(Lignes d'un jeu de données de pointage)
──────

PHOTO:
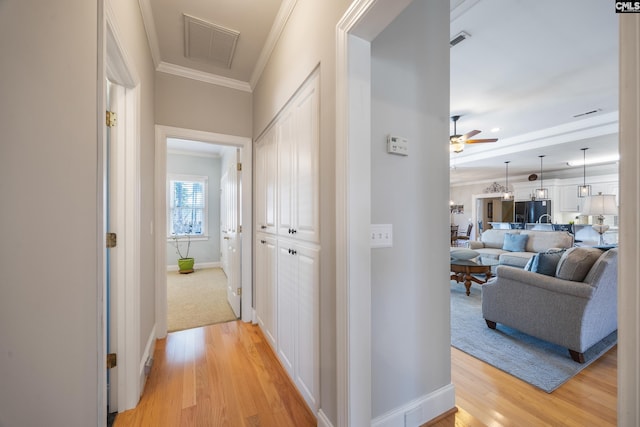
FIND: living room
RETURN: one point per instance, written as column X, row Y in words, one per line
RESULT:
column 556, row 104
column 551, row 103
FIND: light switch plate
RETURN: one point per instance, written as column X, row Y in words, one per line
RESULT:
column 381, row 235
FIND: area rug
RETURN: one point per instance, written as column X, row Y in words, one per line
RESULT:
column 542, row 364
column 197, row 299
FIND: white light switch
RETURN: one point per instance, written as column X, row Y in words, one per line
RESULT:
column 381, row 235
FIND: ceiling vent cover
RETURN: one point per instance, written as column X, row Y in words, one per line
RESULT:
column 209, row 42
column 460, row 37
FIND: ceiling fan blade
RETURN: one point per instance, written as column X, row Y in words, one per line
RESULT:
column 480, row 141
column 469, row 135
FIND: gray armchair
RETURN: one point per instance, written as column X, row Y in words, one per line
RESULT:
column 575, row 309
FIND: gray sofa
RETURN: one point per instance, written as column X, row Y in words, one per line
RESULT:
column 575, row 314
column 492, row 241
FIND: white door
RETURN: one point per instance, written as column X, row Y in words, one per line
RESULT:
column 112, row 223
column 230, row 217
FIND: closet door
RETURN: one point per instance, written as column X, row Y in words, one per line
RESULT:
column 266, row 172
column 287, row 306
column 286, row 172
column 266, row 282
column 306, row 211
column 308, row 318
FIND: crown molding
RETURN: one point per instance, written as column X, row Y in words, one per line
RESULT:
column 286, row 8
column 190, row 73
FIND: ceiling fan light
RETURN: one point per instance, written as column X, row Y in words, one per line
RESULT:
column 457, row 147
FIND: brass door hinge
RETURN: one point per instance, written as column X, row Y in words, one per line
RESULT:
column 112, row 240
column 112, row 360
column 112, row 118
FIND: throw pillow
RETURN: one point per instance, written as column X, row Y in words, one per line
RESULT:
column 546, row 262
column 514, row 242
column 529, row 264
column 576, row 262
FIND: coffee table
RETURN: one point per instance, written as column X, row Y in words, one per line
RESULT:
column 463, row 269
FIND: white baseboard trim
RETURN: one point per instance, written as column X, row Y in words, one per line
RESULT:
column 323, row 421
column 215, row 264
column 419, row 411
column 148, row 352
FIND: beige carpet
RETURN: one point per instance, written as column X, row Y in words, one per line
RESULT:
column 197, row 299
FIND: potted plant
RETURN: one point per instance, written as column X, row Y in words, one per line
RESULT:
column 185, row 263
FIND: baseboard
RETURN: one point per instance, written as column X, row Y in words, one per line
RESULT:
column 323, row 421
column 419, row 411
column 148, row 352
column 215, row 264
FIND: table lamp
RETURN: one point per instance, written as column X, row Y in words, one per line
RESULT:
column 598, row 206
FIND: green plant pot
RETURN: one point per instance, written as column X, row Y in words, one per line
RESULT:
column 185, row 265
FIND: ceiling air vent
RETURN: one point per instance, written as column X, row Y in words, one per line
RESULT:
column 209, row 42
column 461, row 36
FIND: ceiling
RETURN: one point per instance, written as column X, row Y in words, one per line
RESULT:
column 526, row 67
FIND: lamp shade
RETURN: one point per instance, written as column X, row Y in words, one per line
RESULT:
column 600, row 204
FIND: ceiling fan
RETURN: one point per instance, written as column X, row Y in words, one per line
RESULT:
column 457, row 141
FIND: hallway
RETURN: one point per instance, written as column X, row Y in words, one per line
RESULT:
column 219, row 375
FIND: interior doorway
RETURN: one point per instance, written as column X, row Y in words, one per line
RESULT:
column 241, row 147
column 203, row 220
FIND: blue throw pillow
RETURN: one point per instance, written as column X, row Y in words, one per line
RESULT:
column 546, row 262
column 529, row 265
column 515, row 242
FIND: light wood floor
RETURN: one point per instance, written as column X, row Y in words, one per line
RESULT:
column 227, row 375
column 486, row 396
column 218, row 375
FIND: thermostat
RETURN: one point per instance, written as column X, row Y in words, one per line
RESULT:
column 397, row 145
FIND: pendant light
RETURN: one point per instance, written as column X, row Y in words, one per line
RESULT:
column 541, row 193
column 584, row 190
column 507, row 195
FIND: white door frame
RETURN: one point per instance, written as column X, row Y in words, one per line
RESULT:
column 364, row 20
column 160, row 229
column 119, row 69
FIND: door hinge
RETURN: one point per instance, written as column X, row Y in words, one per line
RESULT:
column 112, row 360
column 112, row 240
column 112, row 118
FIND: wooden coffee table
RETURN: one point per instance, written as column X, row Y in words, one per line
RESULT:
column 463, row 270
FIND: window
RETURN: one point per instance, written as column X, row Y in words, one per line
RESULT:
column 187, row 213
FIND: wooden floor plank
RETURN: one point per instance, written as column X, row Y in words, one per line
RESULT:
column 219, row 375
column 235, row 379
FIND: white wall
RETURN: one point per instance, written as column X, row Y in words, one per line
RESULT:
column 49, row 220
column 203, row 251
column 410, row 304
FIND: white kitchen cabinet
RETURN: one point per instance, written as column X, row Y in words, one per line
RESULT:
column 266, row 276
column 298, row 316
column 266, row 170
column 298, row 149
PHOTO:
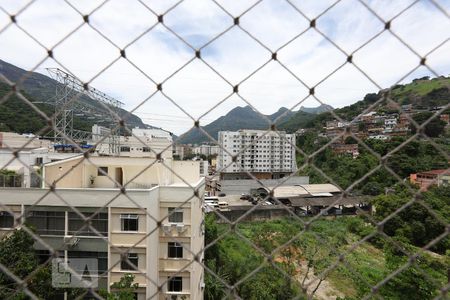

──────

Convertissez l'ensemble des items ci-dessus en une liste JSON de chaînes, à raison d'une chaîne par ligne, sans les lignes vides. Laissez les images hors de la réponse.

[
  "PHOTO:",
  "FIND: living room",
  "RETURN: one point per instance, written as column X, row Y in words, one per line",
  "RESULT:",
  "column 556, row 104",
  "column 551, row 103",
  "FIND: light switch plate",
  "RETURN: one point per instance, written as column X, row Y in words, one per line",
  "RESULT:",
  "column 381, row 235",
  "FIND: area rug",
  "RETURN: one point per instance, written as column X, row Y in words, one per line",
  "RESULT:",
  "column 542, row 364",
  "column 197, row 299",
  "FIND: white light switch",
  "RETURN: one point per instance, written as column X, row Y in words, one per line",
  "RESULT:",
  "column 381, row 235",
  "FIND: ceiling vent cover",
  "RETURN: one point per instance, written as column X, row Y in words, one per line",
  "RESULT:",
  "column 209, row 42",
  "column 460, row 37",
  "FIND: ceiling fan blade",
  "RETURN: one point per instance, written as column X, row Y in words, one per line",
  "RESULT:",
  "column 480, row 141",
  "column 469, row 135",
  "FIND: gray armchair",
  "RETURN: one point per instance, written as column X, row Y in words, one per line",
  "RESULT:",
  "column 575, row 309",
  "FIND: gray sofa",
  "RETURN: one point per instance, written as column X, row Y in words, one per line",
  "RESULT:",
  "column 575, row 314",
  "column 492, row 241",
  "FIND: white door",
  "RETURN: one point per instance, written as column X, row Y in words, one per line",
  "RESULT:",
  "column 112, row 223",
  "column 230, row 217",
  "FIND: closet door",
  "RETURN: one point per instance, written as column X, row Y in words, one per line",
  "RESULT:",
  "column 266, row 172",
  "column 287, row 306",
  "column 286, row 172",
  "column 266, row 282",
  "column 306, row 211",
  "column 308, row 318",
  "FIND: crown molding",
  "RETURN: one point per instance, written as column X, row Y in words, one per line",
  "RESULT:",
  "column 286, row 8",
  "column 190, row 73",
  "FIND: ceiling fan light",
  "RETURN: one point per instance, written as column X, row Y in words, one per line",
  "RESULT:",
  "column 457, row 147",
  "FIND: brass door hinge",
  "RETURN: one point per instance, written as column X, row Y in words, one per line",
  "RESULT:",
  "column 112, row 240",
  "column 112, row 360",
  "column 112, row 118",
  "FIND: throw pillow",
  "RETURN: one point per instance, written as column X, row Y in words, one per line",
  "RESULT:",
  "column 546, row 262",
  "column 514, row 242",
  "column 529, row 264",
  "column 576, row 262",
  "FIND: coffee table",
  "RETURN: one point per instance, written as column X, row Y in words, one per line",
  "RESULT:",
  "column 463, row 269",
  "FIND: white baseboard trim",
  "RETURN: one point per instance, written as column X, row Y in words, one per line",
  "RESULT:",
  "column 323, row 421",
  "column 215, row 264",
  "column 419, row 411",
  "column 148, row 352",
  "FIND: beige carpet",
  "RETURN: one point per instance, written as column X, row Y in words, one per line",
  "RESULT:",
  "column 197, row 299",
  "FIND: potted plant",
  "RETURN: one point per instance, written as column X, row Y in words, one per line",
  "RESULT:",
  "column 185, row 263",
  "FIND: baseboard",
  "RETURN: one point per instance, written as column X, row Y in words, one per line",
  "RESULT:",
  "column 323, row 421",
  "column 419, row 411",
  "column 148, row 352",
  "column 215, row 264",
  "FIND: table lamp",
  "RETURN: one point per instance, written as column X, row Y in words, one per line",
  "RESULT:",
  "column 598, row 206",
  "FIND: green plant pot",
  "RETURN: one point per instance, written as column X, row Y in words, one per line",
  "RESULT:",
  "column 185, row 265",
  "FIND: ceiling air vent",
  "RETURN: one point per instance, written as column X, row Y in words, one per line",
  "RESULT:",
  "column 209, row 42",
  "column 461, row 36",
  "FIND: ceiling",
  "RETURN: one point per instance, written as column X, row Y in words, one per line",
  "RESULT:",
  "column 526, row 67",
  "FIND: lamp shade",
  "RETURN: one point per instance, written as column X, row Y in words, one per line",
  "RESULT:",
  "column 600, row 204",
  "FIND: ceiling fan",
  "RETURN: one point per instance, written as column X, row Y in words, one per line",
  "RESULT:",
  "column 457, row 141",
  "FIND: hallway",
  "RETURN: one point per instance, written as column X, row Y in words, one per line",
  "RESULT:",
  "column 219, row 375",
  "FIND: interior doorway",
  "RETURN: one point per instance, written as column X, row Y in words, one per line",
  "RESULT:",
  "column 241, row 147",
  "column 203, row 220",
  "FIND: blue throw pillow",
  "RETURN: one point per instance, written as column X, row Y in words, one per line",
  "RESULT:",
  "column 546, row 262",
  "column 529, row 265",
  "column 515, row 242",
  "FIND: light wood floor",
  "RETURN: one point per instance, written as column X, row Y in words, one per line",
  "RESULT:",
  "column 227, row 375",
  "column 486, row 396",
  "column 218, row 375",
  "FIND: thermostat",
  "RETURN: one point per instance, written as column X, row Y in words, one per line",
  "RESULT:",
  "column 397, row 145",
  "FIND: pendant light",
  "RETURN: one point per instance, written as column X, row Y in words, one per line",
  "RESULT:",
  "column 541, row 193",
  "column 584, row 190",
  "column 507, row 195",
  "FIND: white door frame",
  "RETURN: one point per instance, written as column X, row Y in words, one per line",
  "RESULT:",
  "column 364, row 20",
  "column 160, row 229",
  "column 119, row 69",
  "FIND: door hinge",
  "RETURN: one point per instance, written as column X, row Y in words, one per line",
  "RESULT:",
  "column 112, row 360",
  "column 112, row 240",
  "column 112, row 118",
  "FIND: wooden coffee table",
  "RETURN: one point per instance, written as column X, row Y in words, one per line",
  "RESULT:",
  "column 463, row 270",
  "FIND: window",
  "RETURN: one point per instance, written as column X, row Y in words, one per line",
  "RESULT:",
  "column 187, row 213",
  "FIND: wooden floor plank",
  "RETURN: one point per instance, written as column X, row Y in words, one per line",
  "RESULT:",
  "column 219, row 375",
  "column 235, row 379",
  "FIND: white wall",
  "RETURN: one point per instance, written as column X, row Y in words, one per line",
  "RESULT:",
  "column 49, row 220",
  "column 203, row 251",
  "column 410, row 304",
  "FIND: white kitchen cabinet",
  "RETURN: one point per instance, written as column X, row Y in words, one per line",
  "RESULT:",
  "column 266, row 276",
  "column 298, row 316",
  "column 266, row 170",
  "column 298, row 149",
  "PHOTO:"
]